*** Records provided ***

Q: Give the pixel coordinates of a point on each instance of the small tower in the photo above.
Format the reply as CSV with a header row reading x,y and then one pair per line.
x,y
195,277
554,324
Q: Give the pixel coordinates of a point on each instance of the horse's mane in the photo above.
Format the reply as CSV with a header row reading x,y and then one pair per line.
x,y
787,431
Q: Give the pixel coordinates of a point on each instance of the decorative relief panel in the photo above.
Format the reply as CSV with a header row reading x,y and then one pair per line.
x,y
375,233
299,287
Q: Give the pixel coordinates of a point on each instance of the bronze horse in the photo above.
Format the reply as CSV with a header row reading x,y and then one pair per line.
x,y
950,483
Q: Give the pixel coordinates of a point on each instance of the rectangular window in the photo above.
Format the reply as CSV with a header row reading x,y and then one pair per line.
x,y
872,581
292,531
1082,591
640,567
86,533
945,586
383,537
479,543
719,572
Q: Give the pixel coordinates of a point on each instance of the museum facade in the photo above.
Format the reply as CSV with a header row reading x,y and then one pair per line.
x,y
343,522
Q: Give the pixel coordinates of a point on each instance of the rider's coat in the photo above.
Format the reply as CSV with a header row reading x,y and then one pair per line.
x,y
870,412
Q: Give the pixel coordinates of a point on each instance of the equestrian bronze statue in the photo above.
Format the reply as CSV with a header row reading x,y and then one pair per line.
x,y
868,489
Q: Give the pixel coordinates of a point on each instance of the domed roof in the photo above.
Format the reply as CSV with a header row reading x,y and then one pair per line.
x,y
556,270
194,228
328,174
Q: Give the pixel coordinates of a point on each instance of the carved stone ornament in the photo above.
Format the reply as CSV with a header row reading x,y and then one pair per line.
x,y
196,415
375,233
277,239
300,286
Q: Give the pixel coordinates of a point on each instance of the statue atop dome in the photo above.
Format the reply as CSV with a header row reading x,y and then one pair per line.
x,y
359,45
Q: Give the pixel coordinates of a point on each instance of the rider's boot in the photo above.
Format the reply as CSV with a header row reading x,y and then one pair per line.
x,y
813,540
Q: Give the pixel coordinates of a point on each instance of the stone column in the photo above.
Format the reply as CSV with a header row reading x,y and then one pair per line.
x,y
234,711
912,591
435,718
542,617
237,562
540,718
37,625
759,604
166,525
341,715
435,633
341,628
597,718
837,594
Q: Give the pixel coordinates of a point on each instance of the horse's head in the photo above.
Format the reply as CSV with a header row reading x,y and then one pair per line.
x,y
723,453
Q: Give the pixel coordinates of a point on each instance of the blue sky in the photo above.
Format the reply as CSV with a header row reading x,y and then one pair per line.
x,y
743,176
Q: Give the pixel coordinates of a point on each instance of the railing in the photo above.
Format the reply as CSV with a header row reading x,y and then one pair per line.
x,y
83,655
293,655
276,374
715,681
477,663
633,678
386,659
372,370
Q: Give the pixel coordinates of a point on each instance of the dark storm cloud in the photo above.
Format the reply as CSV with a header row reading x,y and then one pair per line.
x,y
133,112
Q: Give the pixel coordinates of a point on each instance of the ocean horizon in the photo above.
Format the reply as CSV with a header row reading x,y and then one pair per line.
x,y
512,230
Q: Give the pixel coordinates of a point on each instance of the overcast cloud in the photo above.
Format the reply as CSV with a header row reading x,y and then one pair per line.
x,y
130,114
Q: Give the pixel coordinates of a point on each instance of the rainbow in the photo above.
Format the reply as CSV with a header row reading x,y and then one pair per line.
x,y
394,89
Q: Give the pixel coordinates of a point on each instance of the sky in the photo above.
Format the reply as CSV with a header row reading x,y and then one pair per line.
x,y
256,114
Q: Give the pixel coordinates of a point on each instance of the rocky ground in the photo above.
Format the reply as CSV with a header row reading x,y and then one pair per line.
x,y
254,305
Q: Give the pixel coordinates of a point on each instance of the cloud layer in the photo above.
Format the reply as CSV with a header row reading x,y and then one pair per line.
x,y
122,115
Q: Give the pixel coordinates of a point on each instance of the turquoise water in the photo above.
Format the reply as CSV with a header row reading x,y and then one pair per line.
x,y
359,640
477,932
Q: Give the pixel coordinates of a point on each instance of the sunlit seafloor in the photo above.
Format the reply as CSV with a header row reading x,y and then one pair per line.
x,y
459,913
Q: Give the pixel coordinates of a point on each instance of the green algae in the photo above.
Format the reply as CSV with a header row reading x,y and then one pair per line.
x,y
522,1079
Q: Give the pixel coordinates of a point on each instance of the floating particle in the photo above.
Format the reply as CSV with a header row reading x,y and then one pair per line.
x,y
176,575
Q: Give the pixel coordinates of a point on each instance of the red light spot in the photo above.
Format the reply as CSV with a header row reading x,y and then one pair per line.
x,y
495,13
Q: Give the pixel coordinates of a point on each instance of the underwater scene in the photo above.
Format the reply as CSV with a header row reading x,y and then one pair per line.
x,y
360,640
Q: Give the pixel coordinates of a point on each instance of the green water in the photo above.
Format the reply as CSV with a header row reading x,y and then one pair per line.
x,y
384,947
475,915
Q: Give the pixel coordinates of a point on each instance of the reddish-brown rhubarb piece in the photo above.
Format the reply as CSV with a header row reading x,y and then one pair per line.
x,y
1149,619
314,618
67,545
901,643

***

▶ The task
Make a copy of each line in the records that has the word "bronze".

▶ Your response
Q: Give the pixel coordinates of a point on each instance of the bronze horse in the photo above.
Q: Give the pixel coordinates of a point on each instance of the equestrian bronze statue in the photo above.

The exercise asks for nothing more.